§ **WRITTEN REQUEST**: Could you return every one of the entries below, line for line and unchanged?

[Collected data entries]
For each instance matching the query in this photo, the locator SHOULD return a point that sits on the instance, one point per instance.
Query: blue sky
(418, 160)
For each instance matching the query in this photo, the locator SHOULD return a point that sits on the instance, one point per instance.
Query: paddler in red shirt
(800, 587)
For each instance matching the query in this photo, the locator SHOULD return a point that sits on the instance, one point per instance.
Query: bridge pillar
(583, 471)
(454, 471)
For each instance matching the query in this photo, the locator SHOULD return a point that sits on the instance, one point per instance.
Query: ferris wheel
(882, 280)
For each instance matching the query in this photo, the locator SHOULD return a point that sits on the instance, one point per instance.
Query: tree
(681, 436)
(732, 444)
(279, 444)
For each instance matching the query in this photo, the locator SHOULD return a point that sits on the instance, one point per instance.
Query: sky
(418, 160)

§ **SOLUTION BELOW**:
For each instance matching the query in this photo, the locator SHOULD return a point that sits on the instance, one point per instance.
Query: blue sky
(418, 160)
For each instance matching the query in this photo, the locator SHOULD return a point that sits on the instance, one point per instance.
Query: paddler in red shirt
(800, 587)
For each instance matching the query in this photo, the locator SHOULD return a point that sits on the instance, one point per instance.
Query: bridge pillar
(583, 471)
(454, 471)
For each instance matching the query in this photo, the locator SHOULD return a point that sits on the instance, one point per instance.
Query: ferris wheel
(882, 280)
For each instance matching the query in this photo, the locator SHOULD return a point that sits on the instance, one point per instance.
Query: tree
(681, 436)
(732, 444)
(279, 444)
For each instance matching the query in this photo, the locator SHOULD return a point that sits on the instance, one point per instance.
Query: sky
(418, 160)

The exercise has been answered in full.